YOUR ASSIGNMENT ->
All of the records must be repeated exactly as they read.

SOURCE DATA ->
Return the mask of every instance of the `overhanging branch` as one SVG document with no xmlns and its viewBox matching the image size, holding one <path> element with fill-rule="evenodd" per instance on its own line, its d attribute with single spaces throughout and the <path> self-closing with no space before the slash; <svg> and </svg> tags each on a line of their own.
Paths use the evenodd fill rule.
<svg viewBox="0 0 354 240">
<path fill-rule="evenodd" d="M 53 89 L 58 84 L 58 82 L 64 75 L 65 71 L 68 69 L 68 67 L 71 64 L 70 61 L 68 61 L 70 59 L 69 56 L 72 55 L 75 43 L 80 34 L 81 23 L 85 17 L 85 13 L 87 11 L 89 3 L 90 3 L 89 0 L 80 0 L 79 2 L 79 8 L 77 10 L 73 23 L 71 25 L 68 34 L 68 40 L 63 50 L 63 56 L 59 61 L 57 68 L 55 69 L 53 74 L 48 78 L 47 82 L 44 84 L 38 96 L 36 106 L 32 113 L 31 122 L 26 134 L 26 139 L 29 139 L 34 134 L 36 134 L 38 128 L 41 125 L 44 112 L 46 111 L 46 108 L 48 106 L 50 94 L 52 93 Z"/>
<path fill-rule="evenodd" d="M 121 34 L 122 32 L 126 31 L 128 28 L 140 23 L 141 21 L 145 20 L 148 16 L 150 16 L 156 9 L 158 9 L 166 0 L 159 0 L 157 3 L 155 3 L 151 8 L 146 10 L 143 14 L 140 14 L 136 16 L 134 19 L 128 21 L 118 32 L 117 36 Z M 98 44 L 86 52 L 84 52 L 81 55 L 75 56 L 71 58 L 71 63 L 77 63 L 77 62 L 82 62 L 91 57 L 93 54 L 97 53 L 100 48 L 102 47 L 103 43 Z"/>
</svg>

EXPECTED OUTPUT ->
Return the mask of every instance of the `overhanging branch` as one SVG document with no xmlns and its viewBox matching the image size, holding one <path> element with fill-rule="evenodd" per instance on its own line, its d attribute with single spaces throughout and the <path> self-closing with no space before the slash; <svg> and </svg> tags each on a line of their own.
Paths use the evenodd fill rule.
<svg viewBox="0 0 354 240">
<path fill-rule="evenodd" d="M 53 89 L 58 84 L 58 82 L 64 75 L 65 71 L 68 69 L 68 67 L 71 64 L 70 61 L 68 61 L 70 59 L 69 56 L 72 55 L 75 43 L 80 34 L 81 23 L 85 17 L 85 13 L 87 11 L 89 3 L 90 3 L 89 0 L 80 0 L 79 2 L 79 8 L 77 10 L 73 23 L 71 25 L 68 34 L 68 40 L 63 50 L 63 56 L 59 61 L 57 68 L 55 69 L 53 74 L 48 78 L 47 82 L 44 84 L 38 96 L 36 106 L 32 113 L 31 122 L 26 134 L 26 139 L 29 139 L 34 134 L 36 134 L 38 128 L 41 125 L 44 112 L 46 111 L 46 108 L 48 106 L 50 94 L 52 93 Z"/>
<path fill-rule="evenodd" d="M 121 34 L 122 32 L 126 31 L 128 28 L 140 23 L 141 21 L 145 20 L 148 16 L 150 16 L 156 9 L 158 9 L 166 0 L 159 0 L 157 3 L 155 3 L 151 8 L 146 10 L 143 14 L 140 14 L 136 16 L 134 19 L 128 21 L 118 32 L 117 36 Z M 98 44 L 86 52 L 84 52 L 81 55 L 75 56 L 71 58 L 71 63 L 77 63 L 77 62 L 82 62 L 91 57 L 93 54 L 97 53 L 100 48 L 102 47 L 103 43 Z"/>
</svg>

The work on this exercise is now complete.